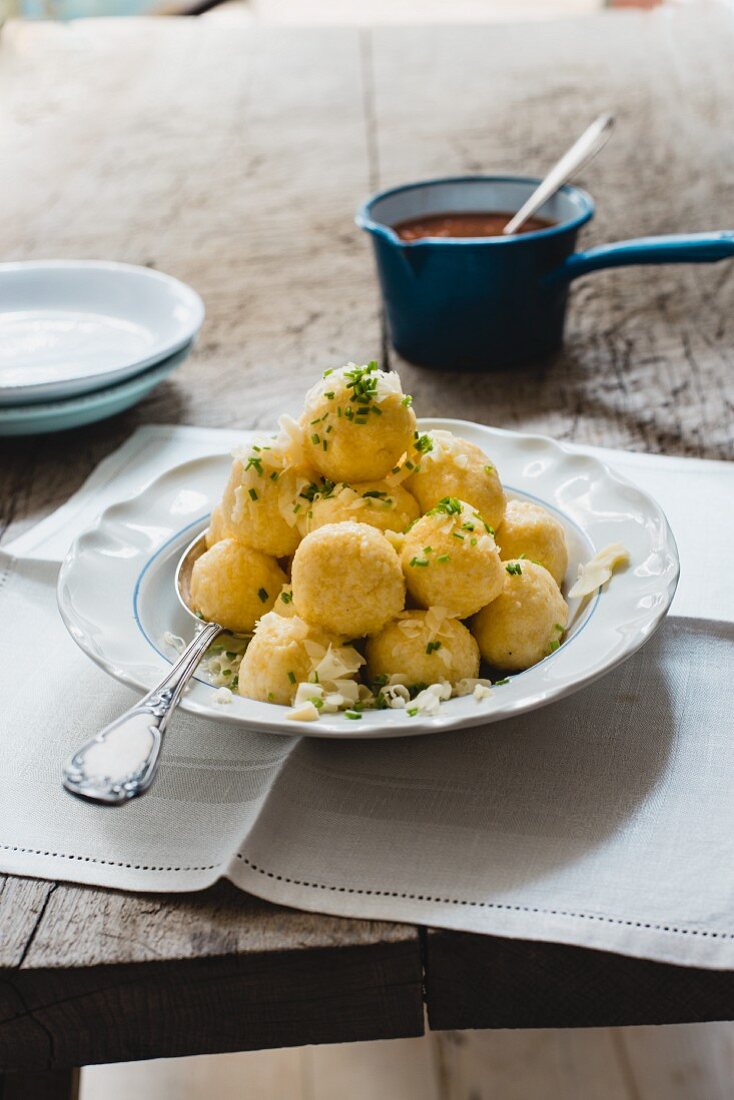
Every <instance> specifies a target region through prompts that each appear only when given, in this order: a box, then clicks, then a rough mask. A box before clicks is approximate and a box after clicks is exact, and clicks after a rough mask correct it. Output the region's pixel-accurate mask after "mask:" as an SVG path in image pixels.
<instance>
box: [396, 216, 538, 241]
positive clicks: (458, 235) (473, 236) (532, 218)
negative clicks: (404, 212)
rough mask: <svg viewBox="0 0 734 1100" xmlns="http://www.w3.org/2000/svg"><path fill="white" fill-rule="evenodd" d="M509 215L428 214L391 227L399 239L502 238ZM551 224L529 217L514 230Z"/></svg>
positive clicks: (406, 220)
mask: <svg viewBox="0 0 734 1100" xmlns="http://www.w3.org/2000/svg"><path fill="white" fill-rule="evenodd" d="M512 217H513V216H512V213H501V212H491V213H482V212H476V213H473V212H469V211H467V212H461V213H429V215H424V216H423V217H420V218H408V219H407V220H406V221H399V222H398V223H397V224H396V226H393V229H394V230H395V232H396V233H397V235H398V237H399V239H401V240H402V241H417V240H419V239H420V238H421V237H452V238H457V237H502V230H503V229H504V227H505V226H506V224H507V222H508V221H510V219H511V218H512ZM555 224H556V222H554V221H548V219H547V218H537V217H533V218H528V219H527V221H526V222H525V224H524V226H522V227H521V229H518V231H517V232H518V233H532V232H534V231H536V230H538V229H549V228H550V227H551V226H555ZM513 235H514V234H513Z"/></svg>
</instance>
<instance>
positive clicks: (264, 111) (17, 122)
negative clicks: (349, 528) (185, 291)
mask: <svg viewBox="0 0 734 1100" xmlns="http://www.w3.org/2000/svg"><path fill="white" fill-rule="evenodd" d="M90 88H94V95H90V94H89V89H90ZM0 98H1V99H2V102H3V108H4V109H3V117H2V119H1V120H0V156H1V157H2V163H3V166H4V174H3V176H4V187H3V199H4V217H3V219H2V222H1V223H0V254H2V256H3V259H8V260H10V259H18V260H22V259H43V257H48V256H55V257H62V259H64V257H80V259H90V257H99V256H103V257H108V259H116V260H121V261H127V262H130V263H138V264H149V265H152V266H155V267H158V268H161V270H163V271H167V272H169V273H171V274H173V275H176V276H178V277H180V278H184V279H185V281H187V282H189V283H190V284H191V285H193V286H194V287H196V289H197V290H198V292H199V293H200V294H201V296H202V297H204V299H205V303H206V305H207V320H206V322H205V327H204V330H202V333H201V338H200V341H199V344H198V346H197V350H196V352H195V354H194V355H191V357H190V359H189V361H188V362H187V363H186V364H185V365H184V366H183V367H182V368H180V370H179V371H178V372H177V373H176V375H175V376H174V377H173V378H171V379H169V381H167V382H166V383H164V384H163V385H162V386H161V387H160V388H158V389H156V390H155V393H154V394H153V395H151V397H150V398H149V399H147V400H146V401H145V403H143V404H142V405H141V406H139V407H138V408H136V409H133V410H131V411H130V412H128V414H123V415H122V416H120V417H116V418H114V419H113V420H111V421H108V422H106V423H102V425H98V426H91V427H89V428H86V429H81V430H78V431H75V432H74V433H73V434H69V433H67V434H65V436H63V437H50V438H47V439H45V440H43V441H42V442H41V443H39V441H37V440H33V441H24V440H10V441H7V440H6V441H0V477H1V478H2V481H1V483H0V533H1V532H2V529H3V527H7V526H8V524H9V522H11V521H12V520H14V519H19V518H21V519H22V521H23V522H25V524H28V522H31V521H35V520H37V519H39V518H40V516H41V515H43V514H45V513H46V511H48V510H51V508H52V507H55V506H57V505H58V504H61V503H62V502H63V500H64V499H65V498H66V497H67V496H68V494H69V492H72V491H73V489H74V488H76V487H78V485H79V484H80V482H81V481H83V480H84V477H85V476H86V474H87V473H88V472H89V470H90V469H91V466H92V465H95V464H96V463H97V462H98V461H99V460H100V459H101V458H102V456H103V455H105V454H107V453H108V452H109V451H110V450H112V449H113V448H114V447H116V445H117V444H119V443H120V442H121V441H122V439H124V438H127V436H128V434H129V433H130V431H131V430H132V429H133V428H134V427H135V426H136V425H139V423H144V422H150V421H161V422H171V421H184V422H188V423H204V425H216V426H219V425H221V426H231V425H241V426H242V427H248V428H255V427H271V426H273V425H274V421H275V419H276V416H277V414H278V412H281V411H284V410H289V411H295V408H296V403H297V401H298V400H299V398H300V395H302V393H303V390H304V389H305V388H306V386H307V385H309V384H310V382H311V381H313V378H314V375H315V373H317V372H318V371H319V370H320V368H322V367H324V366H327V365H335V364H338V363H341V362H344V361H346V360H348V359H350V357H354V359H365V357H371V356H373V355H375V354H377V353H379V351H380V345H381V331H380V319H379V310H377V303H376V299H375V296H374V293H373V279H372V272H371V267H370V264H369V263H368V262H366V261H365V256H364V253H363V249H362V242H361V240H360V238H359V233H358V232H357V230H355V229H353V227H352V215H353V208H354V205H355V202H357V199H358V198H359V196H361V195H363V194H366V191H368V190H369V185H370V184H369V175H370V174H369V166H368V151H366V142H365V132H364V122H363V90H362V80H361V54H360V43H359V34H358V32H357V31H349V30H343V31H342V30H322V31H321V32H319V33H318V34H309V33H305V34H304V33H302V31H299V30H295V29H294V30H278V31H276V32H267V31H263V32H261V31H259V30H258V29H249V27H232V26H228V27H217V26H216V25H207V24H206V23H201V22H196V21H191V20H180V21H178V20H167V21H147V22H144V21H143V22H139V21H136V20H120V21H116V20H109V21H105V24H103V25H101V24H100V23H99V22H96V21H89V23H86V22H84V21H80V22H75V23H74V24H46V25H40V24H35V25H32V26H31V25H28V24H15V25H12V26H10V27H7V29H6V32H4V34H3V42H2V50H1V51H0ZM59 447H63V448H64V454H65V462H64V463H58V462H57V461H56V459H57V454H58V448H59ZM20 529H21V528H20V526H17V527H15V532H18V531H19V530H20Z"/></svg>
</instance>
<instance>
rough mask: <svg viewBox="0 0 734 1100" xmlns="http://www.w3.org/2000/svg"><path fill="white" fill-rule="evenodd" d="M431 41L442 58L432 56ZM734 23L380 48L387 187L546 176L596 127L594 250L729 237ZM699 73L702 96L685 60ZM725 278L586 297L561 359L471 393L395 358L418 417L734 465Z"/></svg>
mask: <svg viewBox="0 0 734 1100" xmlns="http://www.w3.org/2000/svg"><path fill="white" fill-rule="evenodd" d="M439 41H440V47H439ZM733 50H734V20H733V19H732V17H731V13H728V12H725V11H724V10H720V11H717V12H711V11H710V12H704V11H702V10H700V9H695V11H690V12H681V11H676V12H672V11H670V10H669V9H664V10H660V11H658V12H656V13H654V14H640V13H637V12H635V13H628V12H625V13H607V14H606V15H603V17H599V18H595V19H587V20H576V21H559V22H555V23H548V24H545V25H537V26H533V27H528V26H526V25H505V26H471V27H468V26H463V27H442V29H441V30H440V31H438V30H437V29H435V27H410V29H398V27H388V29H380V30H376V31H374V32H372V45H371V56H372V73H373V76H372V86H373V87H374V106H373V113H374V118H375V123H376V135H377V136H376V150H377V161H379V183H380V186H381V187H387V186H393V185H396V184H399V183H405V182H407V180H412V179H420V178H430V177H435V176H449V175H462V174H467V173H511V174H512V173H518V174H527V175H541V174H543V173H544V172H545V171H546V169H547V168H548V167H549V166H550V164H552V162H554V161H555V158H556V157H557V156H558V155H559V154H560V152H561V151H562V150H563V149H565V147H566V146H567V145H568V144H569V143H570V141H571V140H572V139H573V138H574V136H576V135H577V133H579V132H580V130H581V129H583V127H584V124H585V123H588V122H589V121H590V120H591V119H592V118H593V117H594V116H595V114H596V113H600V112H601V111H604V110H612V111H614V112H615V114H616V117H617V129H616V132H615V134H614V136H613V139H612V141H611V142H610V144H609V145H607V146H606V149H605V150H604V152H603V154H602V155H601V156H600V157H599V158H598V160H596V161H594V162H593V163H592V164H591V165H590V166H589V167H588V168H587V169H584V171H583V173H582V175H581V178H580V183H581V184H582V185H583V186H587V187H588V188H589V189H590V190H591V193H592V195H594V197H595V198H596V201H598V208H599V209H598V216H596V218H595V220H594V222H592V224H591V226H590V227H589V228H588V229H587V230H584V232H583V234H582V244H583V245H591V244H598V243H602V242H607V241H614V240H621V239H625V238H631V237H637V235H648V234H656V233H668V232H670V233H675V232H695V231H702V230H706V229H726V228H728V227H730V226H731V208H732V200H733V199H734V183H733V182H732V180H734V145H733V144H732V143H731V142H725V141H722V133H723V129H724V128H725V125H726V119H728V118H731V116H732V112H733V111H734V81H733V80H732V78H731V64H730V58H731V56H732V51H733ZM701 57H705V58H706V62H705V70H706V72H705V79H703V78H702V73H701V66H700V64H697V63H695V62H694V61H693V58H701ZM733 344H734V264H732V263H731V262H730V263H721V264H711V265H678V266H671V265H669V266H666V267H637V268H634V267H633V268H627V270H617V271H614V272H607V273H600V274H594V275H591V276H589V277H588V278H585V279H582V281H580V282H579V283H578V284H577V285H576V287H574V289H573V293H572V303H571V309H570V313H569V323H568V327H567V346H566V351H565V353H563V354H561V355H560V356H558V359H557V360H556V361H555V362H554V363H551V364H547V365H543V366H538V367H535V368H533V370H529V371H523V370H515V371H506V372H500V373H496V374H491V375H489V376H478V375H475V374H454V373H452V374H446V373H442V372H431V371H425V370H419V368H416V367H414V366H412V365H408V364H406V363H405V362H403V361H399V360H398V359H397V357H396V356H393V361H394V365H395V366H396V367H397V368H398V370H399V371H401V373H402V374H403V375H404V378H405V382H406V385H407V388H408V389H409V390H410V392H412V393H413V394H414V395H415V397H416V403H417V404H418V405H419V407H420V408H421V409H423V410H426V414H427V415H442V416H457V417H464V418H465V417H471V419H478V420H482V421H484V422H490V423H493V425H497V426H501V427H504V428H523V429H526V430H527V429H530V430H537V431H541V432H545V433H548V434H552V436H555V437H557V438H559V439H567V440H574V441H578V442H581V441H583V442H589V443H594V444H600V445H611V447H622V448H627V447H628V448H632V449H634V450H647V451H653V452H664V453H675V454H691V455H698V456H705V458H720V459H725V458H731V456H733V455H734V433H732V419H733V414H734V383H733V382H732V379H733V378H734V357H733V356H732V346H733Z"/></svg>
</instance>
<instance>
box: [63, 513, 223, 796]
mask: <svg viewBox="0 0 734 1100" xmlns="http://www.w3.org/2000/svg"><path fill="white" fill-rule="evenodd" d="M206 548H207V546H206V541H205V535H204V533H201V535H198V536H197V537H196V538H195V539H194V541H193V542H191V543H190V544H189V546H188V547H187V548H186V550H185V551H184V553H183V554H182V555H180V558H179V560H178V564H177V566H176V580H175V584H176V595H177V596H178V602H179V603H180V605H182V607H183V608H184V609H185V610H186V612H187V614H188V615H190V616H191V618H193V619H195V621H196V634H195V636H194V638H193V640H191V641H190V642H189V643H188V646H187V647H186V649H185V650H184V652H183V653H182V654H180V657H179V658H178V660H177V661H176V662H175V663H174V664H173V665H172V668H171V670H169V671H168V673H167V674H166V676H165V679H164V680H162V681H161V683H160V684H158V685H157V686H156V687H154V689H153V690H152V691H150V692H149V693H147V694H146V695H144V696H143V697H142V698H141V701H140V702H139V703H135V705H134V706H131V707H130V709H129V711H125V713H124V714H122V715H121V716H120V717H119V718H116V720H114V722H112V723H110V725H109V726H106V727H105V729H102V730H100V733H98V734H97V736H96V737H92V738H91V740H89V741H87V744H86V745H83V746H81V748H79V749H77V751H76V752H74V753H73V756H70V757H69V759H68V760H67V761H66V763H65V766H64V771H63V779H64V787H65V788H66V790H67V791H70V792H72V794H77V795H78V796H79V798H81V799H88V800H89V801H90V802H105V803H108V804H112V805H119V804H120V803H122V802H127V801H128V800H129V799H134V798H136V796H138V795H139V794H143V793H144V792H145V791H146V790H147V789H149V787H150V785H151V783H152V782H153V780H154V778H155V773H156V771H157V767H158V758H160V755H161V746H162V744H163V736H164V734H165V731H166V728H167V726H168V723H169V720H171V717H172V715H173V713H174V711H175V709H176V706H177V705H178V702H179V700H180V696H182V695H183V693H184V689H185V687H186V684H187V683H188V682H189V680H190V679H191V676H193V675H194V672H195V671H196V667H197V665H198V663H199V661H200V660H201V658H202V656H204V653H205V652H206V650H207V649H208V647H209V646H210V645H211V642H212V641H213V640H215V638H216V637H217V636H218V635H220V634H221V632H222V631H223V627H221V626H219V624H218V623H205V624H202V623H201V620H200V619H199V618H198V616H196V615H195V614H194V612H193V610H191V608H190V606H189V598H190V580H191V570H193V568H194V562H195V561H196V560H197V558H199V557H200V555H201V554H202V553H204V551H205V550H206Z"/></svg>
+++
In the entries above, find each line containing the string "negative" and copy it.

negative clicks: (404, 212)
negative clicks: (349, 528) (185, 291)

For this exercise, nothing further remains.